(Data extracted from a collection)

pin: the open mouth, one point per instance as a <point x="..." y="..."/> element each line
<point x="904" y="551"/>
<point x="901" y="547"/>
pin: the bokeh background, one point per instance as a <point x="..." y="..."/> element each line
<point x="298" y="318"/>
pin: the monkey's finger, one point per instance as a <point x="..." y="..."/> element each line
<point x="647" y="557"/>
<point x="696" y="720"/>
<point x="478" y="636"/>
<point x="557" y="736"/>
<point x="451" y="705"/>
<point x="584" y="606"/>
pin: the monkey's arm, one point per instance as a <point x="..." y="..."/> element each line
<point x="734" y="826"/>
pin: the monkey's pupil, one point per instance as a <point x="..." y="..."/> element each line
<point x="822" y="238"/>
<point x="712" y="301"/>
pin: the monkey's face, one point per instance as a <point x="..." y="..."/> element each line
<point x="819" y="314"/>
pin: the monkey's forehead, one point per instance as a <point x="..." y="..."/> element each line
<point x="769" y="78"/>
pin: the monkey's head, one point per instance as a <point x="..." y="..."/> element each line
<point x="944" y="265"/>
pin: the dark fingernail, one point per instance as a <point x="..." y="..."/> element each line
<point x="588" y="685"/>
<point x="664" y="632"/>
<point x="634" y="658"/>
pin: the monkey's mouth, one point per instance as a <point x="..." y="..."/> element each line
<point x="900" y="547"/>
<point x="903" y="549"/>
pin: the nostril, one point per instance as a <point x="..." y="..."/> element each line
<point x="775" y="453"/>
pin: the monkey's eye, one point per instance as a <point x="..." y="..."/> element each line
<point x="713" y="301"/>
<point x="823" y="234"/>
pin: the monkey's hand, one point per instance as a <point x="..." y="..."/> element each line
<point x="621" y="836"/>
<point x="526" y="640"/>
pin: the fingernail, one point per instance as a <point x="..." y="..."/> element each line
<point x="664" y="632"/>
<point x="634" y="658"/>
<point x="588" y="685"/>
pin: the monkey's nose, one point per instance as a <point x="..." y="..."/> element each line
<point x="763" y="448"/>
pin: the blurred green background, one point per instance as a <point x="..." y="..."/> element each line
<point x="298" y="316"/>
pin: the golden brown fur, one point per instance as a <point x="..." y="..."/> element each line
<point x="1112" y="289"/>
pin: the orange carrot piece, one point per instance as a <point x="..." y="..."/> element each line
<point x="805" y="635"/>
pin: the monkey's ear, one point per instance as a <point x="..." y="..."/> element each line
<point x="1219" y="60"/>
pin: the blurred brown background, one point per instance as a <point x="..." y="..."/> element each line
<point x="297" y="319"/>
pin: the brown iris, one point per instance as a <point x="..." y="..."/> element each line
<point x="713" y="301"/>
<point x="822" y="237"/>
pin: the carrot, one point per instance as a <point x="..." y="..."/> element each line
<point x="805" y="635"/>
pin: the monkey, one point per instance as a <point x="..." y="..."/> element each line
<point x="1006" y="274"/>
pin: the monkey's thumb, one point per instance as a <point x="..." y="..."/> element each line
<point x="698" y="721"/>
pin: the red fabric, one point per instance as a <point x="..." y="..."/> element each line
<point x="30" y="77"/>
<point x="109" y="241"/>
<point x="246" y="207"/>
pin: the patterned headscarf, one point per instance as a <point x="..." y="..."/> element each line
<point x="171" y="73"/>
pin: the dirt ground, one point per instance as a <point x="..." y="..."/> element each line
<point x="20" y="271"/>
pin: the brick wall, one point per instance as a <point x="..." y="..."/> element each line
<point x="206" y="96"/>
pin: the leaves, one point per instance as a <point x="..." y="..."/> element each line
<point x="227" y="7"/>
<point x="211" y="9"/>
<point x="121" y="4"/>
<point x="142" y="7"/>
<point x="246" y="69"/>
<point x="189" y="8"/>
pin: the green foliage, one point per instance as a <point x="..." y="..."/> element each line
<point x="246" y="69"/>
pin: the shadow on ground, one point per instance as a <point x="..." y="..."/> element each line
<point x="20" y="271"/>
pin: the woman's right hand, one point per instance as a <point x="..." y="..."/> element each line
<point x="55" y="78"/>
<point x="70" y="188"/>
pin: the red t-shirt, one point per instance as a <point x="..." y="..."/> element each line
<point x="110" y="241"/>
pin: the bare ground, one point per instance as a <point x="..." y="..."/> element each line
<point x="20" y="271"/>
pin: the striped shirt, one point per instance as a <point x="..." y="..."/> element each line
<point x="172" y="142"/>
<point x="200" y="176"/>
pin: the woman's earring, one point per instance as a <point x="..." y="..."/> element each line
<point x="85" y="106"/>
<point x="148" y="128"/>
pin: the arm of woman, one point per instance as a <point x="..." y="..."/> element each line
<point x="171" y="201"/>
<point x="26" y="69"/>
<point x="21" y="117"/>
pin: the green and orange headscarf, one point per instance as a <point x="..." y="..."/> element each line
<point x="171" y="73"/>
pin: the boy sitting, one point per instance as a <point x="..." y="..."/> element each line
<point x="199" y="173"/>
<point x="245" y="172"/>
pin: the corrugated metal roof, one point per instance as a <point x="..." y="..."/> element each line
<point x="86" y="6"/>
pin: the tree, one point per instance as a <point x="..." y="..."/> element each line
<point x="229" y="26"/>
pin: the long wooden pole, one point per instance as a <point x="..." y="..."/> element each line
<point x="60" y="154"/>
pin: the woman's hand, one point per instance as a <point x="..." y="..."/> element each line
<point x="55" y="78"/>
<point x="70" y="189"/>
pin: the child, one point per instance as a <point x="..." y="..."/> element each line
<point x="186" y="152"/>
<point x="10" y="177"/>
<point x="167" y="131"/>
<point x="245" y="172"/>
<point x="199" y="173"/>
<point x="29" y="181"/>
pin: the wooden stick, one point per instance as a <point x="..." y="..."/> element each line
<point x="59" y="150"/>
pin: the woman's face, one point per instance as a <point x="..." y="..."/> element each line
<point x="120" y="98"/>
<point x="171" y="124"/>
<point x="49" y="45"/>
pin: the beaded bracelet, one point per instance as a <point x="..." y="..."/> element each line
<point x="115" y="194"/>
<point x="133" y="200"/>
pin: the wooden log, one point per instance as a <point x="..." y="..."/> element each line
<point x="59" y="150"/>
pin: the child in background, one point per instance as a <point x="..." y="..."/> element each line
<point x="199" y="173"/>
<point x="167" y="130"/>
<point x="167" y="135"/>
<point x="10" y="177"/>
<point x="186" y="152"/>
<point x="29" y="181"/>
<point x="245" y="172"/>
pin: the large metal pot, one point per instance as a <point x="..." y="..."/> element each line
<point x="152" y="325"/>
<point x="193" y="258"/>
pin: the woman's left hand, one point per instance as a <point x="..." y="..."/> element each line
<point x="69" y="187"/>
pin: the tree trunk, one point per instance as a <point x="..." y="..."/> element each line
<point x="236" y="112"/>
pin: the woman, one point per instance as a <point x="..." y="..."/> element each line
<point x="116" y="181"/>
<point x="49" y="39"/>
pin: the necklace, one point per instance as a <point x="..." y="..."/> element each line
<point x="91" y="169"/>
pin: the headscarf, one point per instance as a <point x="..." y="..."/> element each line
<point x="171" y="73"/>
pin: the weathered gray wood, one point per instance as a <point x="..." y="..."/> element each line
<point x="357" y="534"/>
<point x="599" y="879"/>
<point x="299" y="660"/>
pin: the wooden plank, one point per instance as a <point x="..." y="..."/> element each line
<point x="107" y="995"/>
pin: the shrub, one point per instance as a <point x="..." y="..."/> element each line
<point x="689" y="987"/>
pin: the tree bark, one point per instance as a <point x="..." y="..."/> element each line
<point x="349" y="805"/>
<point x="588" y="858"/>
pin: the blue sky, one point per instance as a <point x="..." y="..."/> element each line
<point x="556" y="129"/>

> **Written problem**
All of the material must be reproduced exactly.

> **Exercise result**
pin: the open mouth, one point per instance as a <point x="..." y="..."/> element each line
<point x="904" y="551"/>
<point x="901" y="547"/>
pin: the bokeh background, one point per instance as a <point x="..." y="..."/> element each line
<point x="298" y="318"/>
pin: the monkey's finger, one point per instance as a <point x="..." y="..."/> element each line
<point x="647" y="557"/>
<point x="696" y="720"/>
<point x="478" y="636"/>
<point x="557" y="736"/>
<point x="451" y="705"/>
<point x="584" y="606"/>
pin: the monkey's arm, one point per instance as a <point x="..." y="..."/> element each line
<point x="734" y="826"/>
pin: the monkey's pupil, one point per instance as a <point x="..." y="..."/> element each line
<point x="822" y="238"/>
<point x="712" y="301"/>
pin: the monkey's face, one point per instance as a <point x="..." y="..."/> element each line
<point x="819" y="314"/>
pin: the monkey's forehead, one point per instance as a <point x="..." y="..."/> element each line
<point x="769" y="78"/>
pin: the monkey's head, one point per instance as a <point x="..." y="..."/> element each line
<point x="944" y="265"/>
pin: the dark fingernail, one point per instance as a <point x="..." y="..."/> element each line
<point x="588" y="685"/>
<point x="664" y="632"/>
<point x="634" y="658"/>
pin: the monkey's mouth, one point per instance as a <point x="..." y="..."/> element each line
<point x="900" y="547"/>
<point x="903" y="549"/>
pin: the nostril, one point per instance as a <point x="..." y="..."/> element each line
<point x="775" y="453"/>
pin: the monkey's eye, one point per instance as a <point x="..." y="..."/> element each line
<point x="713" y="301"/>
<point x="823" y="234"/>
pin: the monkey's hand, one point per instance as a <point x="..." y="..."/> element each line
<point x="621" y="836"/>
<point x="526" y="640"/>
pin: the fingernail, one point per instance as a <point x="..." y="..."/> element each line
<point x="664" y="632"/>
<point x="634" y="658"/>
<point x="588" y="685"/>
pin: the monkey's nose, one point per instance as a <point x="..." y="..."/> element each line
<point x="763" y="448"/>
pin: the blurred green background, one point per instance as a <point x="..." y="..."/> element each line
<point x="298" y="316"/>
pin: the golden brown fur, one point per instance as a <point x="..." y="..."/> element each line
<point x="1112" y="289"/>
pin: the orange carrot piece, one point per instance as a <point x="..." y="..."/> element each line
<point x="805" y="635"/>
pin: the monkey's ear, one point per instance as a <point x="..." y="..."/> element each line
<point x="1219" y="60"/>
pin: the blurred brown background, one point per instance as a <point x="..." y="..."/> element each line
<point x="297" y="319"/>
pin: the brown iris, one point per instance as a <point x="..." y="..."/> element each line
<point x="713" y="301"/>
<point x="822" y="237"/>
pin: the carrot, one point per instance as a <point x="..." y="..."/> element each line
<point x="805" y="635"/>
pin: the monkey, one point per instance as a <point x="..." y="..."/> element each line
<point x="1006" y="274"/>
pin: the monkey's thumb, one point per instance as a <point x="..." y="..."/> element each line
<point x="698" y="721"/>
pin: the red fabric, one point per instance as a <point x="..." y="..."/> element each line
<point x="30" y="77"/>
<point x="109" y="241"/>
<point x="246" y="207"/>
pin: the patterned headscarf, one point per instance as a <point x="..." y="..."/> element each line
<point x="171" y="73"/>
pin: the dirt ground, one point per instance as a <point x="..." y="..."/> element each line
<point x="20" y="271"/>
pin: the brick wall, one point per instance as a <point x="..." y="..."/> element each line
<point x="206" y="96"/>
pin: the leaves, one point per instance as a <point x="..." y="..."/> element each line
<point x="227" y="7"/>
<point x="211" y="9"/>
<point x="121" y="4"/>
<point x="142" y="7"/>
<point x="246" y="69"/>
<point x="189" y="8"/>
pin: the green foliage, one point per instance as a <point x="..." y="..."/> element each line
<point x="246" y="69"/>
pin: the shadow on ground, one point per instance as a <point x="..." y="..."/> element each line
<point x="20" y="271"/>
pin: the woman's right hand, one point per instance as a <point x="..." y="..."/> element each line
<point x="55" y="78"/>
<point x="70" y="188"/>
pin: the red t-shirt, one point per instance as a <point x="..." y="..."/> element each line
<point x="110" y="241"/>
pin: the bare ground, one point per instance as a <point x="..." y="..."/> element each line
<point x="20" y="271"/>
pin: the striped shirt, one point per instance as a <point x="..." y="..."/> element each line
<point x="172" y="142"/>
<point x="200" y="176"/>
pin: the woman's earring, one point per instance as a <point x="..." y="..."/> element each line
<point x="85" y="106"/>
<point x="148" y="128"/>
pin: the arm of woman, one point per instance as a <point x="..." y="..."/> element each line
<point x="171" y="201"/>
<point x="26" y="69"/>
<point x="21" y="117"/>
pin: the green and orange headscarf, one point per instance as a <point x="..." y="..."/> element each line
<point x="171" y="73"/>
pin: the boy sitting, one point per instance as a <point x="..." y="..."/> element each line
<point x="199" y="173"/>
<point x="245" y="172"/>
pin: the corrugated metal roof, one point per instance as a <point x="..." y="..."/> element each line
<point x="86" y="6"/>
pin: the tree, one point per instance as a <point x="..." y="..."/> element each line
<point x="229" y="26"/>
pin: the long wooden pole, one point per instance as a <point x="..." y="..."/> element each line
<point x="60" y="154"/>
pin: the woman's hand, one point per instance as a <point x="..." y="..."/> element each line
<point x="55" y="78"/>
<point x="70" y="189"/>
pin: the child, one point per instance as a <point x="..." y="..."/> element each line
<point x="186" y="152"/>
<point x="10" y="177"/>
<point x="167" y="131"/>
<point x="245" y="172"/>
<point x="199" y="173"/>
<point x="29" y="181"/>
pin: the wooden stick, one point per instance as a <point x="..." y="..."/> element each line
<point x="59" y="150"/>
pin: the woman's face, one point per instance as a <point x="..." y="..."/> element each line
<point x="120" y="98"/>
<point x="171" y="124"/>
<point x="49" y="45"/>
pin: the beaded bracelet, one point per instance as a <point x="..." y="..."/> element each line
<point x="115" y="194"/>
<point x="133" y="200"/>
pin: the wooden log, one point per instance as a <point x="..." y="..."/> element each line
<point x="59" y="150"/>
pin: the child in background, one point per instance as a <point x="..." y="..."/> element each line
<point x="199" y="173"/>
<point x="167" y="130"/>
<point x="167" y="135"/>
<point x="10" y="177"/>
<point x="186" y="152"/>
<point x="29" y="181"/>
<point x="245" y="172"/>
pin: the large metal pot, one point per instance as a <point x="..." y="..."/> element each line
<point x="152" y="325"/>
<point x="193" y="258"/>
pin: the woman's left hand, one point per instance as a <point x="..." y="..."/> element each line
<point x="69" y="187"/>
pin: the tree trunk, one point per instance as a <point x="..." y="..."/> element each line
<point x="236" y="112"/>
pin: the woman, one point per instance as a <point x="..." y="..."/> element each line
<point x="116" y="181"/>
<point x="49" y="39"/>
pin: the necklace, one point per instance as a <point x="..." y="..."/> element each line
<point x="91" y="169"/>
pin: the headscarf, one point per instance as a <point x="..." y="..."/> element each line
<point x="171" y="73"/>
pin: the weathered gray wood, one point per instance as a <point x="..." y="..."/> element each line
<point x="357" y="534"/>
<point x="599" y="879"/>
<point x="299" y="660"/>
pin: the wooden plank, one point per instance as a <point x="..." y="..."/> element each line
<point x="107" y="995"/>
pin: the shrub, one point per instance as a <point x="..." y="..."/> element each line
<point x="689" y="987"/>
pin: the tree bark, one point per instance as a <point x="..." y="..."/> element each line
<point x="349" y="805"/>
<point x="588" y="858"/>
pin: the blue sky, one point per instance as a <point x="..." y="..."/> element each line
<point x="556" y="129"/>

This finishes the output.